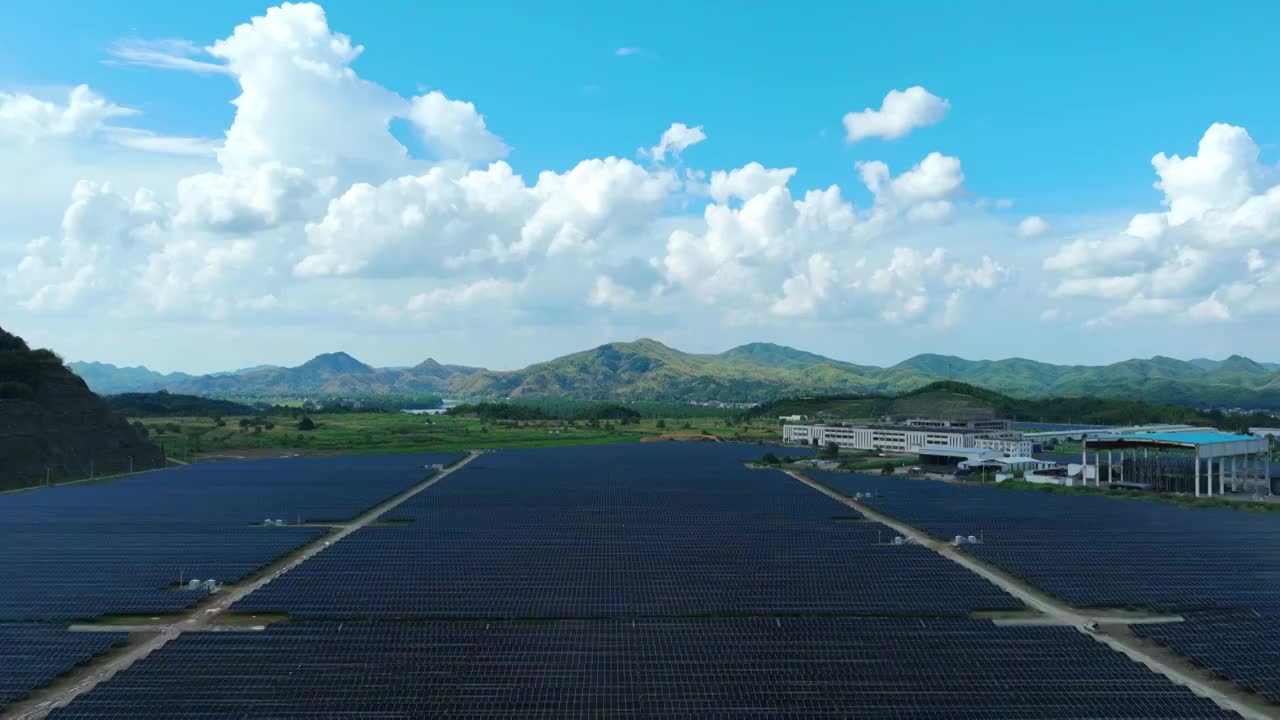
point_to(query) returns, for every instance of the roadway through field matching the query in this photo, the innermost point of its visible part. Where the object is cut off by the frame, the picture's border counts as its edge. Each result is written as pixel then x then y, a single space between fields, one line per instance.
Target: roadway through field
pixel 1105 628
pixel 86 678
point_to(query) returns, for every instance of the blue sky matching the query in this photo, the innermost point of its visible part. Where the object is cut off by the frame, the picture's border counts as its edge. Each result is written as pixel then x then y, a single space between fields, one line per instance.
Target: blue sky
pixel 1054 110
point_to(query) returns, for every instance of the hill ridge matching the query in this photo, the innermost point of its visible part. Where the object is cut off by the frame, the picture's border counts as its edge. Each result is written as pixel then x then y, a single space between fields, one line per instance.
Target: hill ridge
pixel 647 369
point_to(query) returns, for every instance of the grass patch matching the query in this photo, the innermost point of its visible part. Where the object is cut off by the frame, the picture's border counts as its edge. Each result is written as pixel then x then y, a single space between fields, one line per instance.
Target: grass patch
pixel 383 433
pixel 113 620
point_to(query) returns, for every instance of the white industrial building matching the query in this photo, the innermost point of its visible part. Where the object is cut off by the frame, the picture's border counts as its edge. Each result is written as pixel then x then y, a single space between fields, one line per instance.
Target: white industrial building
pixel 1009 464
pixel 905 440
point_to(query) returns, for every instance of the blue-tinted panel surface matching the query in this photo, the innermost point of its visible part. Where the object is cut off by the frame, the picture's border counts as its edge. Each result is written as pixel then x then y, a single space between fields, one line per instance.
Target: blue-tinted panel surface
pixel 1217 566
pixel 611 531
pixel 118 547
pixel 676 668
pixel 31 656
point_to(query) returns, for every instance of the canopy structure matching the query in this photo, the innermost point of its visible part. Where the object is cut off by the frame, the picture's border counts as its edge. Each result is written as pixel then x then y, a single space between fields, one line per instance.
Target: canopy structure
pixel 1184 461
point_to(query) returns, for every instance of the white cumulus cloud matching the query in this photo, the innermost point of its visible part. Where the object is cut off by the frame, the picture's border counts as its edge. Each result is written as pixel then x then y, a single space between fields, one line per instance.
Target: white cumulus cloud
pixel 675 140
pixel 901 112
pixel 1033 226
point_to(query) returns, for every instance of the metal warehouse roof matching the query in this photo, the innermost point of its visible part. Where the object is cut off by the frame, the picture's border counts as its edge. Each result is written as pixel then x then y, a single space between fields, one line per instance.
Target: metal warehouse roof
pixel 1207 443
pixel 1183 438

--- AIM ---
Set down the lines of the records above exactly, apart from the pictures.

--- SOLUTION TO THE PROBLEM ---
point_to(query) returns, for every instance of the roadway through field matching the query in this photo, the innermost point of its visible part. Where the object is cut off by the frame, the picture's border counts as its edge. Each result is written as pixel then x then y, a single space between fields, one line per instance.
Target: roadway through field
pixel 1105 628
pixel 86 678
point_to(query) returns, for every instance of the blue sky matching the query in this photo, the innermost point of its visible part. Where the object is cut off by the frame, the picture's border counts as its edge. Each result is written as pixel then x then y, a single space between fields, one line per instance.
Target: blue sky
pixel 1054 110
point_to(query) returns, for every instance of the hill ridge matching the query in this photo, the innermost point of its visible part. Where the object is cut off by the frame, the picture's border counts as its edge. Each result is written as pixel then x then y, a single space between fields, one line per instance.
Target: hill ridge
pixel 647 369
point_to(query) returns, for every instance of the grass patch matching the query in this photo, the innermost point of its visible part. Where the object is cut off by the frame, the picture's border counts as its edge. Each result is written as pixel then x then y, a single space between fields, one line per instance.
Target: grass patch
pixel 383 433
pixel 113 620
point_to(query) returns, for every instance of the white industrial building matching the query in this photo, the innermost point of its visible part. Where the object is cut off by the frame, the picture's border counts as its edge. Each result is written as pixel then x then y, a single space between fields, one line per instance.
Target: white industrial building
pixel 1009 464
pixel 905 440
point_to(query) returns, for every instance of the blue-tinted panel surface matching the query in this photo, the innermost point of its visible part. Where the object is cut off by the frame, the picture's border counts as its edge. Each result is written as pixel then x then y, a single space between fields, one line per instance.
Target: blue-tinted panel surface
pixel 1217 566
pixel 611 531
pixel 118 547
pixel 676 668
pixel 31 656
point_to(query) returns, for every instance of the canopy structure matching the query in this photo, the innermost point of its visible part. Where the object is cut off by the frame, the picture's border counts as its edge. Each result is written as pixel then x then y, a single space between fields, one line per instance.
Target: canopy structure
pixel 1184 461
point_to(query) returns, for every instance of the white cumulus cloud matching the query in this photo, the innermost point of its visible part. Where the object is cut off by the frame, the picture's border counts as its edge. Each result is written as pixel then x then y, a single space between fields, one line per instance.
Target: white cumulus cloud
pixel 675 140
pixel 901 112
pixel 1033 226
point_to(query) returns, for every instance of the metal warehouse roof matching the query in this photo, the innermost point of its visible part. Where the object is cut off by the frame, the picture's border counts as its edge. Each result is written as pixel then x then y, a single space between fields, one line per instance.
Target: metal warehouse roof
pixel 1207 443
pixel 1183 438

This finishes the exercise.